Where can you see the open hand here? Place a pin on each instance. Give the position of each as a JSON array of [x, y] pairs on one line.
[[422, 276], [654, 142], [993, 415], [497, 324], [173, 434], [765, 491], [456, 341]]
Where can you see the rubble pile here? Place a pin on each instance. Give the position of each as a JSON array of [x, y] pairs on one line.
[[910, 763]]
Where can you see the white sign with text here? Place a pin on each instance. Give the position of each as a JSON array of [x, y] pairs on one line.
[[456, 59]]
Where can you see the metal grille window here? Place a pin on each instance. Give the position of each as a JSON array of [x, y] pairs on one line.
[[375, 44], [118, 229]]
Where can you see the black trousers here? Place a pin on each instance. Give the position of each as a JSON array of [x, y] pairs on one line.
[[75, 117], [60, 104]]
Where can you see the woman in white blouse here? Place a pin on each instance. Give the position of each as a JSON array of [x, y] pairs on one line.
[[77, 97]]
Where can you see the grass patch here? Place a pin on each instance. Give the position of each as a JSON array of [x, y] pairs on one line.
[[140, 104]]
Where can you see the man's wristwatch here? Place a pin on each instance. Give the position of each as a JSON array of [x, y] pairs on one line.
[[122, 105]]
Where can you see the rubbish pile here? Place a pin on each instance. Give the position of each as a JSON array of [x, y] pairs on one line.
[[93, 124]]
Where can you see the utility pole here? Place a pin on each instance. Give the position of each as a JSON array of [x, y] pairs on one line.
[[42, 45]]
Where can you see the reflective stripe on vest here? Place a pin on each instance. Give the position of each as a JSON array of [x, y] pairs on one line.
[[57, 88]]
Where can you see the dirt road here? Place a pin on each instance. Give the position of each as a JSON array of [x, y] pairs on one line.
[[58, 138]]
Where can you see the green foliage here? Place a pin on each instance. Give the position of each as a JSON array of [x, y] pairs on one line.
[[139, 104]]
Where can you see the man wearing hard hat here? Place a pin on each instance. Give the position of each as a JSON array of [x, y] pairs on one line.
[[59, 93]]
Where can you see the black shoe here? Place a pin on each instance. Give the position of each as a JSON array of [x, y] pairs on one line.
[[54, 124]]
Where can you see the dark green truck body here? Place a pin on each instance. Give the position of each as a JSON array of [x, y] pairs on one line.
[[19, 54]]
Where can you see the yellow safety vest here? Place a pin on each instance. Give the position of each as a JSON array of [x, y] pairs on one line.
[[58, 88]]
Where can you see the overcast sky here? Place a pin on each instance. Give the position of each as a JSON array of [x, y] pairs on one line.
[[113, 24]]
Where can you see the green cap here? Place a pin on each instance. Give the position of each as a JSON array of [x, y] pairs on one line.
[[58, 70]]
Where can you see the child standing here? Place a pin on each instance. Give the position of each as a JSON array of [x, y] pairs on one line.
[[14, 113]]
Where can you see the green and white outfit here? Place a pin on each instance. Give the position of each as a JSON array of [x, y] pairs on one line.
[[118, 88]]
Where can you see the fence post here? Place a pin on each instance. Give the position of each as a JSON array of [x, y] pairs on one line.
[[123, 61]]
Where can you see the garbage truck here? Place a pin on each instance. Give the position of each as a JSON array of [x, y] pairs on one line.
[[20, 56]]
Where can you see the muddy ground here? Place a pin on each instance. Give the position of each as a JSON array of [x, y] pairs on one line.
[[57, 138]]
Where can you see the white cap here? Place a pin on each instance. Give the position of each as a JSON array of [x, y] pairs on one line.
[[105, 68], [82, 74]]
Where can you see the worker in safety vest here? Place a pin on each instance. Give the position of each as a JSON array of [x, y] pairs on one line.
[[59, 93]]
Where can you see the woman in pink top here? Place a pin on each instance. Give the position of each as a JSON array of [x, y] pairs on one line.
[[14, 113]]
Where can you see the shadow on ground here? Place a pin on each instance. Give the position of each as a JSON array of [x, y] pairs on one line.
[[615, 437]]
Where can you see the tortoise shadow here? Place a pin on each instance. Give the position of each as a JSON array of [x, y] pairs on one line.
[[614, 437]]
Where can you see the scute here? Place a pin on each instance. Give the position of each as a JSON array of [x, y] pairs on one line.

^^^^^^^^

Write all of the data above again, exactly as given.

Answer box >>
Where can you see the open hand here? Place a pin on each instance. Give the position of each as a JSON array of [x, y] pairs on one line.
[[422, 276], [654, 142], [993, 415], [497, 324], [173, 434], [765, 491], [456, 341]]
Where can you see the rubble pile here? Place a pin on each instance. Give the position of each as a JSON array of [x, y] pairs on one line.
[[910, 763]]
Where can you see the white sign with text here? Place a pin on each instance. Give the position of each as a JSON array of [x, y] pairs on one line.
[[456, 59]]
Where can you see the metal grille window here? Place a pin on each instance. Give the position of each as a JSON array of [x, y] pairs on one line.
[[375, 44], [118, 229]]
Where can you see the black trousers here? Place a pin on each instance. Give the position of each as a JSON array of [x, y] pairs on one line.
[[75, 117], [60, 104]]
Where can you see the woman in white blouse here? Place a pin on each instance. Give the position of each as a JSON array of [x, y] pairs on one line.
[[77, 97]]
Where can you see the grass patch here? Place a pin on each instance. Give the position of each as a JSON array of [x, y] pairs on one line.
[[140, 104]]
Where can you see the man's wristwatch here? Place a pin on each instance. Give the position of each as a JSON array of [x, y] pairs on one line.
[[122, 105]]
Where can you see the rubbish pile here? Place a pin on each instance. Give the position of each as a JSON array of [x, y] pairs on one line.
[[93, 124]]
Where can you see the utility pole here? Place a pin on each instance. Give the position of each as a JSON array of [x, y] pairs on one line.
[[42, 45]]
Where can you see the reflective stripe on vest here? Place a pin on each instance. Give the position of each as a JSON array of [x, y] pairs on one line.
[[57, 88]]
Where can you see the dirt road here? Place a pin on each instance. Give the position of each as a JSON array of [x, y] pairs on one line.
[[58, 138]]
Where can you see the green foliage here? Place a pin on each instance. Give the position of each as a JSON array of [x, y] pairs on one line.
[[139, 104]]
Where can you see the man wearing hard hat here? Place a pin on each instance. Give the position of each as a JSON array of [x, y] pairs on one line.
[[59, 93]]
Where can you see the black shoe here? Place a pin on each instance. Give the position of each as a JSON array of [x, y] pairs on one line.
[[54, 124]]
Where can you see the dark green truck body here? Place a pin on each instance. Give the position of each as a JSON array of [x, y] pairs on one line.
[[19, 54]]
Where can you see the yellow safety vest here? Place a pin on each instance. Give the position of each as a JSON array of [x, y] pairs on one line.
[[58, 88]]
Where can you see the overcast sky here? Place a pin on each instance. Give the position of each as a JSON array of [x, y] pairs on one line.
[[113, 24]]
Where can you see the green cap here? Place a pin on each instance. Give the position of each as a JSON array of [x, y] pairs on one line.
[[58, 70]]
Where can you see the child standing here? Place a pin on each instance. Give the position of each as a JSON array of [x, y] pairs on one line.
[[14, 113]]
Where can you see the green and white outfit here? Place a pin on each instance. Give the position of each as a JSON array of [x, y] pairs on one line.
[[118, 88]]
Where can you see the fence post here? Place a pin on each instance. Give the position of each as a JSON array of [x, y] pairs on one line.
[[123, 61]]
Where can you see the garbage truck here? Place a pin on each instance. Give the position of each as a JSON array of [x, y] pairs on one line.
[[20, 56]]
Where can you see the muddy ground here? Place a pin on each instance. Give the position of each as a JSON array of [x, y] pairs on one line.
[[57, 138]]
Where can you see the white cap here? Place a pin on each instance. Give the position of each as a JSON array of [x, y] pairs on one line.
[[105, 68], [82, 74]]
Where can you see the worker in safety vest here? Place a pin on each instance. Give the position of each as a JSON array of [x, y] pairs on one line.
[[59, 93]]
Where can you see the woman in pink top here? Place a pin on each instance. Give the position of each as a JSON array of [x, y] pairs on one line.
[[14, 113]]
Where can you see the shadow on ground here? Place a pin on each instance. Give the position of each as a JSON array of [x, y] pairs on one line.
[[615, 437]]
Where can you see the tortoise shadow here? Place a pin on each instance. Give the position of each as a JSON array of [x, y] pairs on one line.
[[614, 437]]
Where can you see the scute here? Place a pin on each instance. Give the position of each as a JSON array of [x, y] pairs on one line.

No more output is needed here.